> [Lines of data]
Begin

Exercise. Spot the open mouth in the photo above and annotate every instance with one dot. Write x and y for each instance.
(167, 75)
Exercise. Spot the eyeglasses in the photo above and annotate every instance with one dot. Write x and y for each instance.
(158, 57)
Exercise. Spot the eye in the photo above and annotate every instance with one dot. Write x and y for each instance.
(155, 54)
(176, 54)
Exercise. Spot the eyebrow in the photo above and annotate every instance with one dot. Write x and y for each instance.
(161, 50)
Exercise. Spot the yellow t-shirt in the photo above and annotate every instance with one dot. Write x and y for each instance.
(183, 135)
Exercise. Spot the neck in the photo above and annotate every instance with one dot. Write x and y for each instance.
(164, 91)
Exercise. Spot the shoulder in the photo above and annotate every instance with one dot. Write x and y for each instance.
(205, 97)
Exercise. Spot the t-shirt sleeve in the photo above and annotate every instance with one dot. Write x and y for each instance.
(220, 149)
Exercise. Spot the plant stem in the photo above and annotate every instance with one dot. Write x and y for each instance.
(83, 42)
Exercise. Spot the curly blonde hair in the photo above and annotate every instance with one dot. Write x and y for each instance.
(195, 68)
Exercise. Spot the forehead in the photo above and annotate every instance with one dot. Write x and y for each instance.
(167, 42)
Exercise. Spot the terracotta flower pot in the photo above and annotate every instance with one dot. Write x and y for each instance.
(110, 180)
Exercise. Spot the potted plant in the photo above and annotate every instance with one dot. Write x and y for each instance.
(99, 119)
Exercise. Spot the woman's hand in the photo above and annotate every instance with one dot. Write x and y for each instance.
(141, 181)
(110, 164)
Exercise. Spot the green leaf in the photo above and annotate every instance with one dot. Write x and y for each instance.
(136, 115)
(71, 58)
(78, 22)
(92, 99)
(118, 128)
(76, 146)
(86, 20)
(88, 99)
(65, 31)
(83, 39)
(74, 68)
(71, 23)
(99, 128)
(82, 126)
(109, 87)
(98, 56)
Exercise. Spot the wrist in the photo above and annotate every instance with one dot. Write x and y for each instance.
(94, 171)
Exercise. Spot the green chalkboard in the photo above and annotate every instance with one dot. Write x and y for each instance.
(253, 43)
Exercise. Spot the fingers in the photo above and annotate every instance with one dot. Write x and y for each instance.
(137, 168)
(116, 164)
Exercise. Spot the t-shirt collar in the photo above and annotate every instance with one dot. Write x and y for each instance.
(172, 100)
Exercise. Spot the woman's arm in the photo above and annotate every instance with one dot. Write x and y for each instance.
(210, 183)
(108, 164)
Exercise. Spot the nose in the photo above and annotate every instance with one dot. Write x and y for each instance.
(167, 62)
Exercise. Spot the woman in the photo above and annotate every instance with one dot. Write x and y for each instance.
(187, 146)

End

> [Given problem]
Can you rewrite the listing above with "one dot" renamed to "a single marker" everywhere it occurs, leaving everything else unchanged?

> [Exercise output]
Exercise. Spot the open mouth in the photo above and annotate every instance with a single marker. Write x and y for each instance.
(167, 75)
Exercise. Spot the eyeglasses in the photo above and annotate every instance with a single marker. Write x and y for each instance.
(158, 57)
Exercise. Spot the eye in the photo above and annotate every instance with a single marker. Write x and y for each instance.
(155, 54)
(176, 54)
Exercise. Spot the eyebrow in the photo above and annotate every instance with a single marker. Write x and y for each instance.
(161, 50)
Exercise. Spot the yellow t-shirt in the photo above and annotate every instance with a single marker. Write x and y for each instance.
(183, 135)
Exercise. Spot the neck in the photo above and annotate every instance with a single marker. Write x and y for each instance.
(164, 91)
Exercise. Spot the shoulder in the photo above and annotate every instance with a single marker. Write x and y for each instance.
(205, 97)
Exercise. Spot the t-shirt sleeve in the photo above and annotate every instance with a single marker. Write x and y for each instance.
(220, 149)
Exercise. Spot the plant stem in the photo above and annotate every instance with a single marker. Write x and y for each instance.
(83, 42)
Exercise. Spot the curly blonde hair in the photo above and annotate every instance with a single marker. Write x and y for each instance.
(195, 68)
Exercise. Spot the forehead in the photo above and annotate every instance with a single marker. Write x and y for each instance.
(167, 42)
Exercise. Spot the terracotta flower pot in the photo above and annotate every instance with a single marker. Write x and y for each instance.
(110, 180)
Exercise. Spot the potted plant in the photo above and annotate every instance with a single marker. Write x and y for each instance.
(99, 119)
Exercise. Spot the woman's hand in the photo above and annotate every instance with a single marker. Write x and y for each instance.
(141, 181)
(110, 164)
Exercise. Spot the green leaf in the photo above and annotate every instance with a single marker. Write x and y for each instance.
(136, 115)
(71, 58)
(78, 22)
(92, 99)
(118, 128)
(76, 146)
(86, 20)
(88, 99)
(65, 31)
(83, 39)
(74, 68)
(71, 23)
(99, 128)
(82, 126)
(109, 87)
(98, 56)
Exercise. Spot the wrist in the photo above and annotate every instance with a single marker. Write x and y for each instance.
(94, 171)
Exercise. Spot the green chalkboard in the photo above and annotate every instance with a single marker. Write x and y for each instance.
(253, 43)
Exercise. Spot the fingers in the photo above and annotate every instance with a single marker. Write x and y for each instance.
(137, 168)
(116, 164)
Exercise. Spot the t-shirt collar in the photo above and annotate every instance with a single marker. Write x and y for each instance.
(172, 100)
Exercise. Spot the woman's arm in the photo above and annotate every instance with a single marker. Write x and y for each instance.
(210, 183)
(108, 164)
Exercise. Spot the nose in the photo above and annotate every instance with a single marker. Write x and y for each instance.
(167, 62)
Exercise. Spot the woman in the photo above and annotate every instance with a single marker. Write x and y for each instance.
(187, 146)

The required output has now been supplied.